## YOUR ASSIGNMENT
Without changing anything, transcribe all of the entries.

#### DATA FOR THIS EXERCISE

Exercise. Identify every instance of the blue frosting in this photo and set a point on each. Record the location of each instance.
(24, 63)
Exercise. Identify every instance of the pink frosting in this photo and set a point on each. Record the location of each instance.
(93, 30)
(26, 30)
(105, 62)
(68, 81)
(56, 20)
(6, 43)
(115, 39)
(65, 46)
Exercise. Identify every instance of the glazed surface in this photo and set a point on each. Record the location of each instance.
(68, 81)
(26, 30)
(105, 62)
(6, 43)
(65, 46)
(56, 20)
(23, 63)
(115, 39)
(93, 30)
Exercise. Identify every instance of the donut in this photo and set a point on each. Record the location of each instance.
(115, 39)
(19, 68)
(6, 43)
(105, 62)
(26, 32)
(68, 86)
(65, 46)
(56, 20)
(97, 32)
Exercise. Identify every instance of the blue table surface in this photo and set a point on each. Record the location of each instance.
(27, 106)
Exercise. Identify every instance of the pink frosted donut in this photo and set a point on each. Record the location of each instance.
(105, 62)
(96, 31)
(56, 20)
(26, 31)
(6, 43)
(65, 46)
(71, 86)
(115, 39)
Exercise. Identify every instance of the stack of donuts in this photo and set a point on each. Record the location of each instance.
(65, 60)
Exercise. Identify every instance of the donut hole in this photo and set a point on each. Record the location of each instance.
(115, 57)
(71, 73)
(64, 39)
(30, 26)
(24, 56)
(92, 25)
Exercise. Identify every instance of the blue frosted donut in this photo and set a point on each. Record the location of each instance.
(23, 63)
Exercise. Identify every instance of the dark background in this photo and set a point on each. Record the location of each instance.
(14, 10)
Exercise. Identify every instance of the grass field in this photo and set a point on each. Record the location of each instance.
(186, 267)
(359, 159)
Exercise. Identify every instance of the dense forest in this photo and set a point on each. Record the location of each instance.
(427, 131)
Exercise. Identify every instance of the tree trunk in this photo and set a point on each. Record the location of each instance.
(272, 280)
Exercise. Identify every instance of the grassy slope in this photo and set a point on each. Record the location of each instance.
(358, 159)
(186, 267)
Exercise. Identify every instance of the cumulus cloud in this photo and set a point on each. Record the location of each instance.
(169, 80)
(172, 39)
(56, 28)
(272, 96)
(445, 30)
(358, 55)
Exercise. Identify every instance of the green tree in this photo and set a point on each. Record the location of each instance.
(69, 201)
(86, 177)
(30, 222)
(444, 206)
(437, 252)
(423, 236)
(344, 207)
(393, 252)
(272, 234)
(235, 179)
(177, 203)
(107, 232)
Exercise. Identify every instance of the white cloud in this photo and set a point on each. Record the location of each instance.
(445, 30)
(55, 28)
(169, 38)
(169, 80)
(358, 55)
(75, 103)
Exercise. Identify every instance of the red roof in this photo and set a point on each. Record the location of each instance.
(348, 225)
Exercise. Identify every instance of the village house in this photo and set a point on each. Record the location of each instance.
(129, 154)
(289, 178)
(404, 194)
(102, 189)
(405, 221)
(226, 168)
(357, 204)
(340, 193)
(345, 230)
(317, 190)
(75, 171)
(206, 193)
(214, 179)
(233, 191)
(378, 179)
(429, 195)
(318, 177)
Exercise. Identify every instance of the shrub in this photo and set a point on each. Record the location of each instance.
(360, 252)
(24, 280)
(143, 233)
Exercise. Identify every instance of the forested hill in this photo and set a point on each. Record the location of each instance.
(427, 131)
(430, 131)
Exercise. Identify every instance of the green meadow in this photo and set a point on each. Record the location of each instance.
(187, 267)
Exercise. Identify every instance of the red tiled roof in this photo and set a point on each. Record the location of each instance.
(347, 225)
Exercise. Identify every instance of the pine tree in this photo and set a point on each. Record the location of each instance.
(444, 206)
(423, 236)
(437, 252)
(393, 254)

########

## SOLUTION TO THIS PROBLEM
Exercise. Identify every instance of the blue frosting in this photo and set a point on each. Record the location of each instance.
(24, 63)
Exercise. Identify every instance of the pink frosting in this photo and set a point on each. Record the location of each instance.
(93, 30)
(26, 30)
(105, 62)
(68, 81)
(56, 20)
(6, 43)
(115, 39)
(65, 46)
Exercise. Identify every instance of the glazed surface in this photo and set a point on each. Record the location of each instance.
(68, 81)
(26, 30)
(105, 62)
(6, 43)
(65, 46)
(56, 20)
(23, 63)
(115, 39)
(93, 30)
Exercise. Identify every instance of the donut in this photo and set a point on each. Record the location of each instance.
(115, 39)
(19, 68)
(6, 43)
(105, 62)
(26, 32)
(68, 86)
(65, 46)
(56, 20)
(97, 32)
Exercise. Identify every instance of the blue table surface in this photo and set a point on each. Record the location of each instance.
(27, 106)
Exercise. Identify every instance of the pink frosted donut in this photo and set a point on each. Record the location of each instance.
(105, 62)
(96, 31)
(56, 20)
(26, 31)
(6, 43)
(65, 46)
(71, 86)
(115, 39)
Exercise. Identify every instance of the stack of donuts in this photo and set a point on each. Record the location of each instance.
(65, 60)
Exercise. Identify every instance of the donut hole in this photo and set a point on each. Record the location of each instance.
(115, 57)
(71, 73)
(64, 39)
(30, 26)
(24, 56)
(92, 25)
Exercise. Identify every instance of the blue frosted donut in this photo and set a point on each. Record the location of each instance.
(23, 63)
Exercise. Identify every instance of the dark background in this photo and set a point on each. Record the location of each instance.
(14, 10)
Exercise. Identify every instance of the grass field in this photo and set a point on each. Record the location of each instance.
(186, 267)
(359, 159)
Exercise. Identify every instance of the dense forest in this photo and set a point on each. Record the location of each instance.
(427, 131)
Exercise. Identify every instance of the tree trunk in this photo and set a point on each. Record the location of each instance.
(272, 280)
Exercise. Identify every instance of the grassy slope in this photo and set a point on each. Record the location of each instance.
(358, 159)
(186, 267)
Exercise. Identify every instance of the cumulus cloud in this photo and set a point on each. Record the location of each instance.
(169, 80)
(172, 39)
(56, 28)
(272, 96)
(445, 30)
(358, 55)
Exercise. Identify every instance of the green tree in this photo and set a point on each. Record the location of each instance.
(69, 201)
(86, 177)
(30, 222)
(444, 206)
(437, 252)
(423, 236)
(344, 207)
(393, 252)
(272, 234)
(235, 179)
(177, 203)
(107, 232)
Exercise. Identify every instance of the white cloud in this photo and set a point on each. Record the location of each instance.
(445, 30)
(55, 28)
(169, 38)
(169, 80)
(358, 55)
(75, 103)
Exercise. Identify every instance of the red roof in this photo and set a point on each. Record the location of each instance.
(348, 225)
Exercise. Identify every instance of the village house in this photo and set a point on each. Record the location of each instance.
(129, 154)
(289, 178)
(404, 194)
(102, 189)
(405, 221)
(226, 168)
(357, 204)
(340, 193)
(345, 230)
(317, 190)
(75, 171)
(206, 193)
(214, 179)
(233, 191)
(378, 179)
(429, 195)
(318, 177)
Exercise. Identify every instance of the shrub in this photo and set a point on each. Record the location of each instance.
(360, 252)
(24, 280)
(143, 233)
Exercise. Identify every instance of the forested hill in this photo and set a point on each. Record the location of each instance.
(427, 131)
(430, 131)
Exercise. Identify every instance of the green meadow in this photo and set a point on each. Record the location of each instance.
(187, 267)
Exercise. Identify every instance of the red tiled roof in this photo and set a point on each. Record the location of each instance.
(347, 225)
Exercise. Identify every instance of the pine tree in this photo and set a point on each. Record the location of each instance.
(444, 206)
(423, 236)
(437, 252)
(393, 254)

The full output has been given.